* **Exercise brief**: Print the data below word for word, leaving out the pictures.

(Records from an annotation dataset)
_ _ _ _
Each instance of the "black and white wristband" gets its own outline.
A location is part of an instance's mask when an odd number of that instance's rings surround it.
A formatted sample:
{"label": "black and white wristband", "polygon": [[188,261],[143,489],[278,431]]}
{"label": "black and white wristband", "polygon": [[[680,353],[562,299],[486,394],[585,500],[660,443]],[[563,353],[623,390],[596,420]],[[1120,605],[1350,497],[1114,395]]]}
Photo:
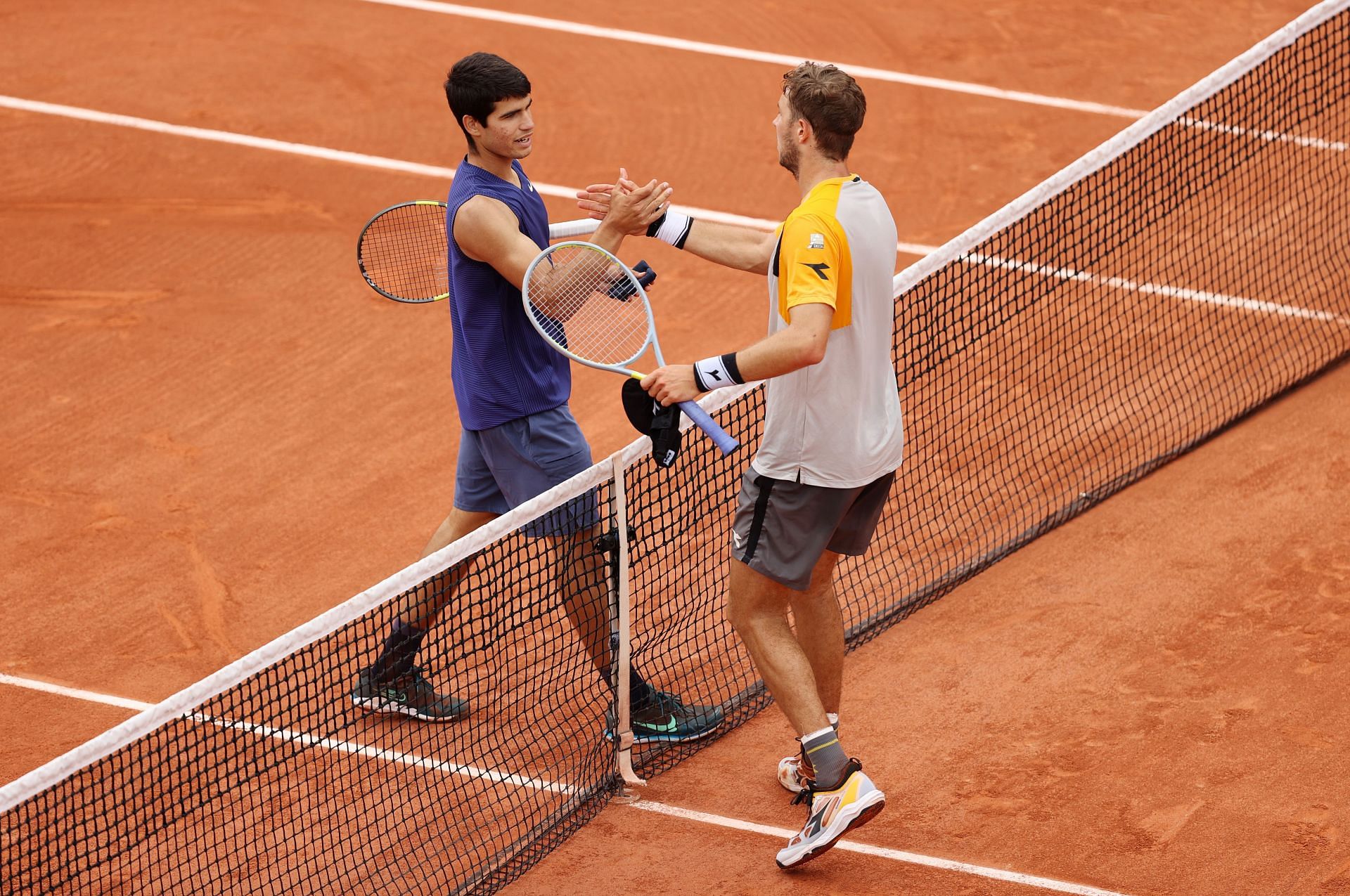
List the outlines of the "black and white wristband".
_ _ _ _
* **Finished task**:
Each instance of the "black and white wristband" gets its own outline.
A location is part of an instance's mask when an odd number of that instance's rings surround it.
A formatted sample:
{"label": "black and white wristband", "polygon": [[188,261],[143,489],[278,431]]}
{"label": "black and white wristband", "polygon": [[[680,353],[562,299],[486,394],[585,500],[660,443]],[[563,353],[623,390],[596,420]],[[1120,605],[1350,497],[1114,395]]]}
Photo:
List the outlines of the "black and white wristband".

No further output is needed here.